Data to process:
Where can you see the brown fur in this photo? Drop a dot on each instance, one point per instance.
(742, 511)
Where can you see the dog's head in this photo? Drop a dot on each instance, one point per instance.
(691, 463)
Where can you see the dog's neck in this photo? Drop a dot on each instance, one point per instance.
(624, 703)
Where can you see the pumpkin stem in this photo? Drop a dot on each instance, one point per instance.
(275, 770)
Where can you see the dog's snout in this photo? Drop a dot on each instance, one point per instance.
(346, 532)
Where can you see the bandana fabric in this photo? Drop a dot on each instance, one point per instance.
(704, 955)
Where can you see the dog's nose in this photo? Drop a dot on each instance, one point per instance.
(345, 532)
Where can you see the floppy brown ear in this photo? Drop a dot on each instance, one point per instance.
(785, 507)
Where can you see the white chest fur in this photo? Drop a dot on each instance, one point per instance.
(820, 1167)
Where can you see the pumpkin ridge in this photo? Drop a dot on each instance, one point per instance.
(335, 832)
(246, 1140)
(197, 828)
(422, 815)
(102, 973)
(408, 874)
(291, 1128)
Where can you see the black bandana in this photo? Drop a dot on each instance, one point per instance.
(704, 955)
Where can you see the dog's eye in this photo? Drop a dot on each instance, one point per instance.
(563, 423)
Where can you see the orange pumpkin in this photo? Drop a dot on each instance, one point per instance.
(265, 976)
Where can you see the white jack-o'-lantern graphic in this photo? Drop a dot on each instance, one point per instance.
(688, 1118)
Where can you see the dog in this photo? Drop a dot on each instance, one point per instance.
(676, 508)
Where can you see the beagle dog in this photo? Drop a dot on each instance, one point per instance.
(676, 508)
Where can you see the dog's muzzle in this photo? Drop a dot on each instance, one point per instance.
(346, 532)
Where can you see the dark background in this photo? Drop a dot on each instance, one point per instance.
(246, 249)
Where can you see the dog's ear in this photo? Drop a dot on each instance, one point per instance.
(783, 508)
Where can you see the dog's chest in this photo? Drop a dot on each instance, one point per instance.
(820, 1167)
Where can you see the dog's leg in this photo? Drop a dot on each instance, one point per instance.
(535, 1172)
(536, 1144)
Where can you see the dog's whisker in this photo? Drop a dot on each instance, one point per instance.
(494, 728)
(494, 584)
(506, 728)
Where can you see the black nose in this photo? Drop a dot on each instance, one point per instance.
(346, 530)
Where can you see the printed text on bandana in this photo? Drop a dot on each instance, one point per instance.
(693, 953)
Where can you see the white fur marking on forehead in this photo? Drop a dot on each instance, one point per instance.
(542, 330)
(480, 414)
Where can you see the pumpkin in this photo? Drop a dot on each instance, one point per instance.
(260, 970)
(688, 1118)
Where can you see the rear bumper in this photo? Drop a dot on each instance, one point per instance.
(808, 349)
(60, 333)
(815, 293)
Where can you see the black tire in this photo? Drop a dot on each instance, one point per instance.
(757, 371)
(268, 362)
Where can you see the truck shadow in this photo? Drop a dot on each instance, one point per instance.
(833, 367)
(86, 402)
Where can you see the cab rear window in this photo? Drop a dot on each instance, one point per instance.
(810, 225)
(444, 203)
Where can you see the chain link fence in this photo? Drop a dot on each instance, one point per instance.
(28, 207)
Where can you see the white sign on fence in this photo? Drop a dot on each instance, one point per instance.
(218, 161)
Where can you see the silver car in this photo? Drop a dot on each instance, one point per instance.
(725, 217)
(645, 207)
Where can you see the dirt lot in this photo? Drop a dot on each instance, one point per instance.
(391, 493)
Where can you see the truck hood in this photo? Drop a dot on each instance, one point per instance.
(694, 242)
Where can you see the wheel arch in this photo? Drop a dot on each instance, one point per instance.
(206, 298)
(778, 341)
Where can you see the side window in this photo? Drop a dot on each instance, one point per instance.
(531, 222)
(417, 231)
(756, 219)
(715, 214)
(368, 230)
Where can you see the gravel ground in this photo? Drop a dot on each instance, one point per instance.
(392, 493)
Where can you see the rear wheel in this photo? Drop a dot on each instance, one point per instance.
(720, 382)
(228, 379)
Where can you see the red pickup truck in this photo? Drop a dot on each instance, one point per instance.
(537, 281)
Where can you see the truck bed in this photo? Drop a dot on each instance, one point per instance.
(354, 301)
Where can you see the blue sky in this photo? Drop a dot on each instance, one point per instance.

Short problem: Format the lines above as a JSON list of strings, one string per line and no blank lines, starting with the line that contains "Where can you see the side" and going on through the last line.

Task answer:
[
  "Where can you see the side window in this photo? Drop a dot on each instance, one point per instance.",
  "(531, 222)",
  "(417, 231)",
  "(756, 219)",
  "(715, 214)",
  "(368, 230)",
  "Where can you see the gravel ground in this photo? Drop a dot on each instance, one point per instance.",
  "(392, 493)",
  "Where can you see the rear wheel in this photo? Drop a dot on each instance, one point per instance.",
  "(720, 382)",
  "(228, 379)",
  "Where can you see the red pickup truck in this photo? Drop a dot on each instance, one point per instance.",
  "(537, 281)",
  "Where can you see the truck bed in this photo? Drop a dot on each instance, one point per instance.",
  "(354, 301)",
  "Where can you see the blue sky in this photo? Drop a dot on each instance, one point per instance."
]